## Working data
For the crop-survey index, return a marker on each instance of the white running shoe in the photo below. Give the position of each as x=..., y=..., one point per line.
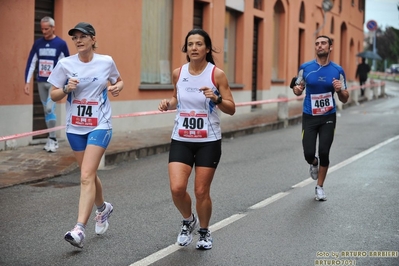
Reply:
x=75, y=237
x=52, y=145
x=47, y=146
x=314, y=170
x=102, y=219
x=205, y=241
x=185, y=236
x=320, y=195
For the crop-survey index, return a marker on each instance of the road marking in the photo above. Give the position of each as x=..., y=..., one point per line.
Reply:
x=269, y=200
x=235, y=217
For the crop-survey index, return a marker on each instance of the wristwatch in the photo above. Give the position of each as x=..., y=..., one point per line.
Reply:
x=65, y=89
x=219, y=100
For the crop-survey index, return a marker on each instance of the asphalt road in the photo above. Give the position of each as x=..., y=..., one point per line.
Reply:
x=263, y=207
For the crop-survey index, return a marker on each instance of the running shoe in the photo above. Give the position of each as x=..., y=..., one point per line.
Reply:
x=52, y=145
x=102, y=219
x=205, y=240
x=47, y=146
x=75, y=237
x=320, y=195
x=185, y=236
x=314, y=170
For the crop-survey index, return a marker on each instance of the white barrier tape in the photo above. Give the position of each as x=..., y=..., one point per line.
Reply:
x=34, y=133
x=39, y=132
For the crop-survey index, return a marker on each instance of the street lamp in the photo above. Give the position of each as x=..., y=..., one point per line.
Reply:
x=326, y=5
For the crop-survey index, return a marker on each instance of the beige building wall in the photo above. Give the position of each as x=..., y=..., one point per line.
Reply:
x=118, y=26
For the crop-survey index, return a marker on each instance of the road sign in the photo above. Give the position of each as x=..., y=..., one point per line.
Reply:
x=372, y=25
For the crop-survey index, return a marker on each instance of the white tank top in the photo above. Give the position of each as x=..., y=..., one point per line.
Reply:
x=197, y=119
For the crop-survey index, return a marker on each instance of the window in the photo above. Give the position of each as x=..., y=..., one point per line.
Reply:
x=156, y=41
x=258, y=4
x=278, y=41
x=230, y=27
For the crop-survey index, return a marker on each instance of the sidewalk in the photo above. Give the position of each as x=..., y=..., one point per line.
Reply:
x=32, y=164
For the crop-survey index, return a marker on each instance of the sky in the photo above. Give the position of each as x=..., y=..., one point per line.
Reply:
x=384, y=12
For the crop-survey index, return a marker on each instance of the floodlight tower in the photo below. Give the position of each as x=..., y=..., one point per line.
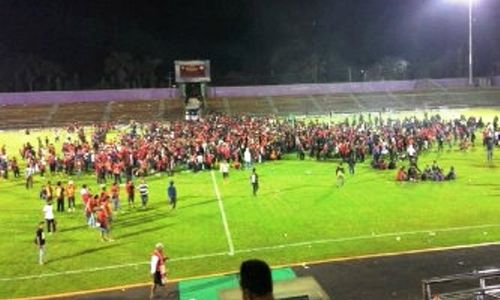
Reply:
x=470, y=3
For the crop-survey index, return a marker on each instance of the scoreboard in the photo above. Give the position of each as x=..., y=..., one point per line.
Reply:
x=192, y=71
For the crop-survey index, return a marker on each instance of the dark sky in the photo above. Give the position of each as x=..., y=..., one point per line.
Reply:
x=252, y=37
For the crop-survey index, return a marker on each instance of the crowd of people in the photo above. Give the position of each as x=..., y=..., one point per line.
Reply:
x=138, y=150
x=120, y=155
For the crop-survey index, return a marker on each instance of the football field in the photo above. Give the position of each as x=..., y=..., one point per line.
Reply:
x=299, y=215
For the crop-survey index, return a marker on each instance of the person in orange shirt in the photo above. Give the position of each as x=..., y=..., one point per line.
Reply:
x=103, y=225
x=107, y=207
x=401, y=175
x=130, y=189
x=158, y=269
x=115, y=196
x=70, y=192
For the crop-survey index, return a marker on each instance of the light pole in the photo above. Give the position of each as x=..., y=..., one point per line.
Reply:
x=470, y=44
x=471, y=62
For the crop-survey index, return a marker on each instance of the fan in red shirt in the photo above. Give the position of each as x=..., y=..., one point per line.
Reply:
x=130, y=189
x=103, y=225
x=115, y=196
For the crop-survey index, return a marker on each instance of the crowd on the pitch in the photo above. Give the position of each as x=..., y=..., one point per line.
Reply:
x=138, y=150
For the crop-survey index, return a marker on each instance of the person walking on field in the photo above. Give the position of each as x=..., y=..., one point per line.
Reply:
x=48, y=213
x=130, y=189
x=28, y=173
x=70, y=192
x=158, y=269
x=40, y=242
x=115, y=196
x=60, y=196
x=172, y=194
x=339, y=172
x=254, y=180
x=144, y=191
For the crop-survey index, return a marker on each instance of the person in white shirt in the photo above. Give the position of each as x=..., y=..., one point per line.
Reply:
x=224, y=169
x=254, y=180
x=30, y=170
x=247, y=157
x=158, y=270
x=48, y=213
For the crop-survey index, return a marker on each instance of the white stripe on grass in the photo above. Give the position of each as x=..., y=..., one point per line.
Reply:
x=223, y=215
x=266, y=248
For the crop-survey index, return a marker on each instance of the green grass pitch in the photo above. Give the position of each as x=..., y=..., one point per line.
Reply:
x=299, y=215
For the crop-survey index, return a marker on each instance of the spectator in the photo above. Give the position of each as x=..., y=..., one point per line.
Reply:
x=40, y=242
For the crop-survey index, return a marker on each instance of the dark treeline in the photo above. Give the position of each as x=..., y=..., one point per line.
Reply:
x=61, y=45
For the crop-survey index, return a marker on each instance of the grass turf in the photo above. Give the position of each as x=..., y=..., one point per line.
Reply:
x=298, y=215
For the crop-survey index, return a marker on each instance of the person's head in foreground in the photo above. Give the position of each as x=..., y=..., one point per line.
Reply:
x=255, y=280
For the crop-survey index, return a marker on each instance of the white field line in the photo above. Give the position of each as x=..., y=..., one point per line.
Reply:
x=223, y=214
x=110, y=267
x=259, y=249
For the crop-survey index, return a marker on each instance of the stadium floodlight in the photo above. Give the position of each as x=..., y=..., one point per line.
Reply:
x=470, y=3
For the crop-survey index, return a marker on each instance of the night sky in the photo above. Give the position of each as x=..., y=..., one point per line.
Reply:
x=251, y=41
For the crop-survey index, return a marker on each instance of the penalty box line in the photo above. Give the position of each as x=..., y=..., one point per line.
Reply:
x=275, y=247
x=222, y=214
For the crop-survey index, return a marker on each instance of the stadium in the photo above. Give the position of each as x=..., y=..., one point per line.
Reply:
x=370, y=189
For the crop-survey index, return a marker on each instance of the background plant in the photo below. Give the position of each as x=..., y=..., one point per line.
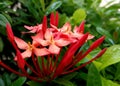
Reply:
x=99, y=21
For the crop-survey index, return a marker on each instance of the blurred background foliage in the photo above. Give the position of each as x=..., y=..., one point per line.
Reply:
x=99, y=21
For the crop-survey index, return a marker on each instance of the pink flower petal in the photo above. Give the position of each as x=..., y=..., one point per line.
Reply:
x=48, y=34
x=25, y=54
x=40, y=40
x=41, y=51
x=62, y=42
x=20, y=43
x=54, y=49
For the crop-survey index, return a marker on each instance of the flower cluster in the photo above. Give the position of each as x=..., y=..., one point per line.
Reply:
x=46, y=47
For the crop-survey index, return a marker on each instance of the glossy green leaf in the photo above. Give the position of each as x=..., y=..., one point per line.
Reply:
x=106, y=82
x=2, y=82
x=19, y=82
x=106, y=34
x=117, y=74
x=63, y=82
x=3, y=20
x=53, y=7
x=111, y=56
x=93, y=78
x=79, y=15
x=1, y=44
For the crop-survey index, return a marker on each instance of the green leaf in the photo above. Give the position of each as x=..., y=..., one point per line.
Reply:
x=93, y=78
x=33, y=83
x=106, y=82
x=63, y=82
x=106, y=33
x=111, y=56
x=53, y=7
x=3, y=20
x=2, y=82
x=1, y=45
x=70, y=76
x=79, y=15
x=19, y=82
x=117, y=74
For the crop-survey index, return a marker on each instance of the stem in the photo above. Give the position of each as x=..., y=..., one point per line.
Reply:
x=35, y=64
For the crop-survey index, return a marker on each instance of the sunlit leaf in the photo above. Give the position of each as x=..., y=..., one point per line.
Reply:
x=111, y=56
x=93, y=78
x=106, y=82
x=79, y=15
x=2, y=82
x=6, y=79
x=117, y=74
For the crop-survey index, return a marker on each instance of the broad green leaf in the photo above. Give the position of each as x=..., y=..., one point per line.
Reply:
x=106, y=82
x=79, y=15
x=111, y=56
x=117, y=74
x=53, y=7
x=3, y=20
x=105, y=33
x=1, y=44
x=19, y=82
x=93, y=78
x=63, y=82
x=2, y=82
x=33, y=83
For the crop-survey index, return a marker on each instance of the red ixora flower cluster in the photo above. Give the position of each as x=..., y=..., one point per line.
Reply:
x=45, y=49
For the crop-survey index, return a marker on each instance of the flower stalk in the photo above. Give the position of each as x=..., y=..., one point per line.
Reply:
x=46, y=47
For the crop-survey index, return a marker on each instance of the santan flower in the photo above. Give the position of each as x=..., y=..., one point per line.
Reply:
x=46, y=46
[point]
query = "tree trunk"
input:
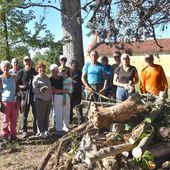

## Task item
From the records above, pull out every line containing the word "running".

## Answer box
For the crop-survey index, return a marker on each instance of the white running shoe in the photo below. Give the position of each as x=..., y=..., one point per line.
For the crop-survey index, return a marker on each instance of the running shoe in the photo above. Give the position of each as x=..., y=..., one point per line.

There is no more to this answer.